==== Excerpt provided ====

Reliance is already India’s biggest company and its market capitalization of $179 billion equals about 6.4% of India GDP. Its heft would only increase if it wins a greater foothold in e-commerce -- something that’s increasingly becoming important in India, which has suffered a lockdown for much of the year due to the pandemic and where organized retail is yet to penetrate rural corners.

The pandemic is offering a boost to Reliance because many local stores can’t offer aggressive discounts due to financial difficulties, said Laiji Varghese, who runs a provision store in Nerul, a town in the outskirts of Mumbai, and has a partnership with Reliance to deliver orders.

“Reliance Retail is a big bulk player with deep pockets,” she said. “They have the financial muscle to offer such discounts compared to others.”

====

--- Actions to take ---
a - In the excerpt about Reliance, what share of India's GDP does the company's market capitalization equal?
b - Print everything in the excerpt about Reliance from "The pandemic is" down to "to deliver orders.".
The lines that come next aren't needed.

==== Dataset excerpts ====

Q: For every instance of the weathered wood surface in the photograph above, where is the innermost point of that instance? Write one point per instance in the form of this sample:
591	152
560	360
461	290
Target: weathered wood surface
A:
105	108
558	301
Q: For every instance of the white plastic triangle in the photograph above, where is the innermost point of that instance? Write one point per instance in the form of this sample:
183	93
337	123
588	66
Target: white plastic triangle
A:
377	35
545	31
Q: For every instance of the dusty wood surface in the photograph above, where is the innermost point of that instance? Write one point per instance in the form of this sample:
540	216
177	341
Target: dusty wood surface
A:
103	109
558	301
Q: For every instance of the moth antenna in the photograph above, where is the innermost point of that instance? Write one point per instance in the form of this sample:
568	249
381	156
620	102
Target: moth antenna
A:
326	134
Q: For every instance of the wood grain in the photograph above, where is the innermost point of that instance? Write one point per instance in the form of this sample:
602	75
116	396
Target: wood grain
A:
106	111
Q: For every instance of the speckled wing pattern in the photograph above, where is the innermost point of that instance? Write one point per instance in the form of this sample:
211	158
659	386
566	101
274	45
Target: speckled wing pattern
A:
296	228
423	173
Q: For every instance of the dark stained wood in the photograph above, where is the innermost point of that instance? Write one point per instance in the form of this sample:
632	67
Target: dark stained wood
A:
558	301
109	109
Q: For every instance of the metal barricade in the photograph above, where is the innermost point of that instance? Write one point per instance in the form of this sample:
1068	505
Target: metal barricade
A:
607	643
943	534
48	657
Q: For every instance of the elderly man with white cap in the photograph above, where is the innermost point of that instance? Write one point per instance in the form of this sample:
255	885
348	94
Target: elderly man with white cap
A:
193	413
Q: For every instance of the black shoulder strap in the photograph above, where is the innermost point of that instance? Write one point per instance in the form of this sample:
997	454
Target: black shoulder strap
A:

====

--- Answers by item ---
a - About 6.4% of India's GDP.

b -
The pandemic is offering a boost to Reliance because many local stores can’t offer aggressive discounts due to financial difficulties, said Laiji Varghese, who runs a provision store in Nerul, a town in the outskirts of Mumbai, and has a partnership with Reliance to deliver orders.